*** Information supplied ***

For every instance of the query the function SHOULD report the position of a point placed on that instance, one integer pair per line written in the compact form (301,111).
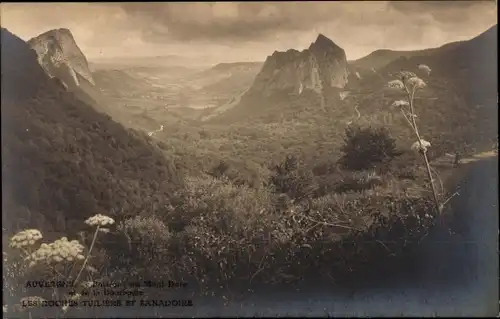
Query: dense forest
(63,161)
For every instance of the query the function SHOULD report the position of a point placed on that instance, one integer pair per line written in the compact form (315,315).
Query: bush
(289,179)
(359,181)
(364,148)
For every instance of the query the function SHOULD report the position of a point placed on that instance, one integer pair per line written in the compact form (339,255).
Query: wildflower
(56,252)
(416,82)
(406,75)
(400,103)
(396,84)
(421,145)
(343,95)
(425,68)
(25,238)
(99,220)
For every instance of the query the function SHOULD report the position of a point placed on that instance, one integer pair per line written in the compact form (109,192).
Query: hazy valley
(247,174)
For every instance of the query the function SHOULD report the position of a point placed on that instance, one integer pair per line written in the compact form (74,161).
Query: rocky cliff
(323,65)
(60,57)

*** End of Information supplied ***

**Problem details:** From the material above, please return each line containing "that".

**Solution for this task:**
For every instance of the query the function SHOULD report the position of a point placed on that instance, one integer pair per line written in the compact form (301,111).
For every instance of the query the function SHOULD report the position of a point placed on that instance, one integer pair per line written in the compact form (315,315).
For every instance of the query the function SHOULD report the position of a point placed on that instance, one integer pair per line written in the compact form (339,255).
For every instance of the query the function SHOULD report the position of a point placed on that instance, one integer pair per line written in the compact form (109,192).
For every instance of the query the function SHOULD report the position of a point placed on that instance, one integer pair per line written in the compact form (74,161).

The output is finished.